- Exercise goal:
Please reproduce, word for word, everything in the sukuk issuance passage from "The profundity of" down to "Do We Capitalize?".

-- Excerpt to read start --

Already, the third quarter of 2012 is off to a promising start with Qatar's dual-tranche USD 4 billion sukuk issuance and Emirates Islamic Bank and Emaar each issuing USD 500 million worth of sukuk. The sukuk market also welcomed the first issuer out of Kazakhstan in the form of the Development Bank of Kazakhstan's MYR 240 million maiden sukuk. While 2011 certainly set the bar quite high, 2012 promises to shatter the high water mark of USD 85 billion in primary sukuk issuance, with estimates of USD 123 billion by Zawya Sukuk Monitor squarely within sight.
The profundity of this moment should not be lost. In merely two years, the primary sukuk market will have outstripped the value of primary sukuk issuance over the previous 10 years. According to IIFM historical data, from 2001 to 2010 primary domestic and international sukuk issuance totaled USD 197.2 billion. At the current pace, the value of primary sukuk issuance in 2011 and 2012 will eclipse the USD 200 billion mark.
How Do We Capitalize?
Corporate Issuers - Where Art Thou?

-- Excerpt to read end --
-- Recorded information start --

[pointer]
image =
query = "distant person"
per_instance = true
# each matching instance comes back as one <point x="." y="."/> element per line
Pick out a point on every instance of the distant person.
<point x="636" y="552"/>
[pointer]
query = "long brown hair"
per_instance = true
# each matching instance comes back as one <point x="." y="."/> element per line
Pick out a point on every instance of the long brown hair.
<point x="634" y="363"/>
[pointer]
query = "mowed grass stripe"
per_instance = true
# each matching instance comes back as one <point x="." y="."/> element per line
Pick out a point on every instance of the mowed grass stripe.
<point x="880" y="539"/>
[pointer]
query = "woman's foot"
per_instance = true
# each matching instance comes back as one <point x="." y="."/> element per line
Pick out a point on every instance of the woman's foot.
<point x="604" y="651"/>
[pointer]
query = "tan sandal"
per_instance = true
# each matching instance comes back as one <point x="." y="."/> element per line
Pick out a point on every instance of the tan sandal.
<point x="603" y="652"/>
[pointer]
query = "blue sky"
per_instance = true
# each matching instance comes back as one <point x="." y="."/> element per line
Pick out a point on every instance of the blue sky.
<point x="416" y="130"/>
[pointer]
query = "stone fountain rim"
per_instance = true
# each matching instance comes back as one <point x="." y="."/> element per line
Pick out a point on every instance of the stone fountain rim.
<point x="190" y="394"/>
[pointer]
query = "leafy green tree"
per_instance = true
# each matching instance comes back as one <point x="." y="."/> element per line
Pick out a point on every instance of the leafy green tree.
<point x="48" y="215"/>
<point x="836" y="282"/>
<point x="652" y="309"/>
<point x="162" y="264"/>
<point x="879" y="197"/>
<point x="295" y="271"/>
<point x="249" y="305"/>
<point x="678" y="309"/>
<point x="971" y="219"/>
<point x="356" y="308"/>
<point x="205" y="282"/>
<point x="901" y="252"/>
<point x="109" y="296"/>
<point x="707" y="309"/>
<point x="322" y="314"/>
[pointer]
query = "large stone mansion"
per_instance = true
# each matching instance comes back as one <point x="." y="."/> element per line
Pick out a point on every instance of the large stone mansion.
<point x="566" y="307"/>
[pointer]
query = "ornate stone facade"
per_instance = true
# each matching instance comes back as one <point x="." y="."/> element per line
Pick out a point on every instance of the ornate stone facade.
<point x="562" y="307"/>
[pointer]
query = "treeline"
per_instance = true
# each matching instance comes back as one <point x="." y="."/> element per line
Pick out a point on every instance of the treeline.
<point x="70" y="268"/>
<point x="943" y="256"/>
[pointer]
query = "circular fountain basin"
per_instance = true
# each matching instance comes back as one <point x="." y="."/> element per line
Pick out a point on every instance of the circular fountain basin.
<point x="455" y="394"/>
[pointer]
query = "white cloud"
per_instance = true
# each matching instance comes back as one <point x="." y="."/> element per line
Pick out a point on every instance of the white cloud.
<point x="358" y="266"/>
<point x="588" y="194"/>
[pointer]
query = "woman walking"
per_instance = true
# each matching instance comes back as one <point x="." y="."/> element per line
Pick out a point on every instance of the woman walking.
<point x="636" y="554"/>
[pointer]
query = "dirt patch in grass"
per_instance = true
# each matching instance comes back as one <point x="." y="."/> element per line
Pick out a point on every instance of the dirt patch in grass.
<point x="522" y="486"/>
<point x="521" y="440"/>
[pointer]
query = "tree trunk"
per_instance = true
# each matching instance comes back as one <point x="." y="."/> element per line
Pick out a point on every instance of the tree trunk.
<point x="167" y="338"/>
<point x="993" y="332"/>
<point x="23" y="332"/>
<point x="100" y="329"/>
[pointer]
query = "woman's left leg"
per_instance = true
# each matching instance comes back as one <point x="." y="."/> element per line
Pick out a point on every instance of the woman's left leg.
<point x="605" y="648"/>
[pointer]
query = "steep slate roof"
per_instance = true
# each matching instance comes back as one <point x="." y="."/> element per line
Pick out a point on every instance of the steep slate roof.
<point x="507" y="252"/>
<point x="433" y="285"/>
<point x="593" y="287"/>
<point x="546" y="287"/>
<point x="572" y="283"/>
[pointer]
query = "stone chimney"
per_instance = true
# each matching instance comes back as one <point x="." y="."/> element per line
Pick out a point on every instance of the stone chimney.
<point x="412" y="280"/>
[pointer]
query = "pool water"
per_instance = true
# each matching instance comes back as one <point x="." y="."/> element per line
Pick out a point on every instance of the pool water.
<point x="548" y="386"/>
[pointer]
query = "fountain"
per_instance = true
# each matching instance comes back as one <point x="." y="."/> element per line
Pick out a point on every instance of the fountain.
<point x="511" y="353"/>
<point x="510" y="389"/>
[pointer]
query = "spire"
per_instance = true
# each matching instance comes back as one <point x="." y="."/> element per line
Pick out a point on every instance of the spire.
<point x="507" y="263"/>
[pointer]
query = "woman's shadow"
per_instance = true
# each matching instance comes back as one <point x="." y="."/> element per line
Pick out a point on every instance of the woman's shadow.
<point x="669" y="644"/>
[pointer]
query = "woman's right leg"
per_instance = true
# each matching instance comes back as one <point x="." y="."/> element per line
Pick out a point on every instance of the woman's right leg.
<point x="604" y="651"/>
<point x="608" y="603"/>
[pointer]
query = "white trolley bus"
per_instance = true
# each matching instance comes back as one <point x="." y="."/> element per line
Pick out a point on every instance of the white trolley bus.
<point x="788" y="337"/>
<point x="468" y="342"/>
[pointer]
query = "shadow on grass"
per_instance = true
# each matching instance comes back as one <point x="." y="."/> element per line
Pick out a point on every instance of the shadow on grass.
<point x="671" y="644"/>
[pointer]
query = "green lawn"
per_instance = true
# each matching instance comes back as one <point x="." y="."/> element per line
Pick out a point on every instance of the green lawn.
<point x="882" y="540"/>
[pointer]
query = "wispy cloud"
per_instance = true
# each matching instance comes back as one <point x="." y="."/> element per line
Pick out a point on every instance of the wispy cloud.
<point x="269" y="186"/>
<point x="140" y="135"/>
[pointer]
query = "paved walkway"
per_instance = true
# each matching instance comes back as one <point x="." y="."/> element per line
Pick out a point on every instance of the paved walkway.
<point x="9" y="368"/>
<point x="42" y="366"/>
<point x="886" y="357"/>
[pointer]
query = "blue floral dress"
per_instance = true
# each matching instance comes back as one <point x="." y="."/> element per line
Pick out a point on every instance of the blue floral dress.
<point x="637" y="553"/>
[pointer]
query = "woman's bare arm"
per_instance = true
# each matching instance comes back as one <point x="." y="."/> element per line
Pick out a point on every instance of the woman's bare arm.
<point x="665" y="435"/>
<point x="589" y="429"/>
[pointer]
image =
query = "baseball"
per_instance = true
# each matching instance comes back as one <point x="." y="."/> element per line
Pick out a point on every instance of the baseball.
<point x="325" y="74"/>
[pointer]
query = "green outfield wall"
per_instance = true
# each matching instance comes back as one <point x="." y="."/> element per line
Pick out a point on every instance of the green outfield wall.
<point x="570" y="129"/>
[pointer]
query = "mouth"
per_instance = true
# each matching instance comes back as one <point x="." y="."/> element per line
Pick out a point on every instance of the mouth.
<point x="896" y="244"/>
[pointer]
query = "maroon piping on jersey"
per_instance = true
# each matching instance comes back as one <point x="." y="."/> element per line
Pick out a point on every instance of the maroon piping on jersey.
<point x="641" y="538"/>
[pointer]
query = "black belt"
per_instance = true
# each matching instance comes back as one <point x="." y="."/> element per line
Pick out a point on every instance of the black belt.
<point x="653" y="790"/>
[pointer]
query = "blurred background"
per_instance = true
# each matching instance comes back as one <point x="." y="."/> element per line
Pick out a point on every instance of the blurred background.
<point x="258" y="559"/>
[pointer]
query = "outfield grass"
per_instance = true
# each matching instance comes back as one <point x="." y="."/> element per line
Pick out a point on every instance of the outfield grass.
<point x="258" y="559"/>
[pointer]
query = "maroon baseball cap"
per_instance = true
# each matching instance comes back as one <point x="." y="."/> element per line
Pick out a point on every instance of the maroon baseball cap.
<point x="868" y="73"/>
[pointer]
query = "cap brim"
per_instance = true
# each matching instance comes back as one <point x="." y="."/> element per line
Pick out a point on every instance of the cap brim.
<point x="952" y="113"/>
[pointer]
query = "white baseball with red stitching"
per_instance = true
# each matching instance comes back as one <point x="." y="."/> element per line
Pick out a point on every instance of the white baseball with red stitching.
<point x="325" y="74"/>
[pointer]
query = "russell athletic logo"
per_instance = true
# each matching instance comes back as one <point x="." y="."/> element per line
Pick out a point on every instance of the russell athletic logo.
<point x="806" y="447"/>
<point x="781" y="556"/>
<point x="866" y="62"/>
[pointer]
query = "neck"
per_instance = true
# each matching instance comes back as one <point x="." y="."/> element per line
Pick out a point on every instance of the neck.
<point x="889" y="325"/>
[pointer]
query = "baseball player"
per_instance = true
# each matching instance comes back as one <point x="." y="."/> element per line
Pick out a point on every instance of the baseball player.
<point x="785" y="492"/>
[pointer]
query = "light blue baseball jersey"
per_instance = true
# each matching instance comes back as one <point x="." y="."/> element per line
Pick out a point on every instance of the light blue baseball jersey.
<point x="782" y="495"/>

-- Recorded information end --

- The completed task:
The profundity of this moment should not be lost. In merely two years, the primary sukuk market will have outstripped the value of primary sukuk issuance over the previous 10 years. According to IIFM historical data, from 2001 to 2010 primary domestic and international sukuk issuance totaled USD 197.2 billion. At the current pace, the value of primary sukuk issuance in 2011 and 2012 will eclipse the USD 200 billion mark.
How Do We Capitalize?